» **Excerpt from a dataset**
= = = = = = =

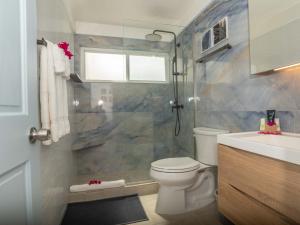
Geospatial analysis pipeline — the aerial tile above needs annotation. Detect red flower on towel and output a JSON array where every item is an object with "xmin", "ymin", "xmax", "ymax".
[
  {"xmin": 57, "ymin": 41, "xmax": 69, "ymax": 51},
  {"xmin": 65, "ymin": 50, "xmax": 73, "ymax": 60},
  {"xmin": 89, "ymin": 180, "xmax": 102, "ymax": 185},
  {"xmin": 57, "ymin": 41, "xmax": 74, "ymax": 60}
]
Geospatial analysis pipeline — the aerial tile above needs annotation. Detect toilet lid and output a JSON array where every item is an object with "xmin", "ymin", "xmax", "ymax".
[{"xmin": 151, "ymin": 157, "xmax": 200, "ymax": 173}]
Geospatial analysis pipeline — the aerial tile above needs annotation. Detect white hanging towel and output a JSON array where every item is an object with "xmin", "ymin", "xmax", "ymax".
[
  {"xmin": 40, "ymin": 41, "xmax": 70, "ymax": 145},
  {"xmin": 53, "ymin": 44, "xmax": 66, "ymax": 76},
  {"xmin": 47, "ymin": 41, "xmax": 60, "ymax": 142},
  {"xmin": 40, "ymin": 46, "xmax": 52, "ymax": 145},
  {"xmin": 70, "ymin": 180, "xmax": 126, "ymax": 192}
]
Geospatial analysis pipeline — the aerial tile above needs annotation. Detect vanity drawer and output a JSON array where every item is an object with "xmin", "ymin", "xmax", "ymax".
[
  {"xmin": 218, "ymin": 145, "xmax": 300, "ymax": 224},
  {"xmin": 218, "ymin": 182, "xmax": 293, "ymax": 225}
]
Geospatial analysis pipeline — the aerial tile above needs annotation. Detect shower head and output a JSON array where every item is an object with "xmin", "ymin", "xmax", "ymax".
[{"xmin": 145, "ymin": 33, "xmax": 162, "ymax": 41}]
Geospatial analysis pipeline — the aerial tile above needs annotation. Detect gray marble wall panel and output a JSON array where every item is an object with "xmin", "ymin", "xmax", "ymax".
[
  {"xmin": 193, "ymin": 0, "xmax": 300, "ymax": 132},
  {"xmin": 72, "ymin": 35, "xmax": 176, "ymax": 182}
]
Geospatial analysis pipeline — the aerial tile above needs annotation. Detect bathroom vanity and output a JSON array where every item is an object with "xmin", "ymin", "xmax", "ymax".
[{"xmin": 218, "ymin": 132, "xmax": 300, "ymax": 225}]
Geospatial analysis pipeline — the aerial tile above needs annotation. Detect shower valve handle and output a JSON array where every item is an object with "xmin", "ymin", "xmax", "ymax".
[{"xmin": 172, "ymin": 104, "xmax": 184, "ymax": 112}]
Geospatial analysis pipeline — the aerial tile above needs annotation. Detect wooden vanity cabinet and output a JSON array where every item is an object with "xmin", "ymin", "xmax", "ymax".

= = = = = = =

» **WHAT TO WORK ON**
Extract each line above that contains the string "vanity". Case counts.

» **FULL SOLUTION**
Geospatial analysis pipeline — the aerial tile above needs annotation. Detect vanity drawer and output a JSON array where every item is an object with "xmin", "ymin", "xmax", "ymax".
Geospatial analysis pipeline — the aerial tile above needs annotation. Detect bathroom vanity and output a JSON array where every item is an object with "xmin", "ymin", "xmax", "ymax".
Geospatial analysis pipeline — the aerial tile above needs annotation. Detect wooden vanity cabinet and output a JSON array where every item is an object with "xmin", "ymin", "xmax", "ymax".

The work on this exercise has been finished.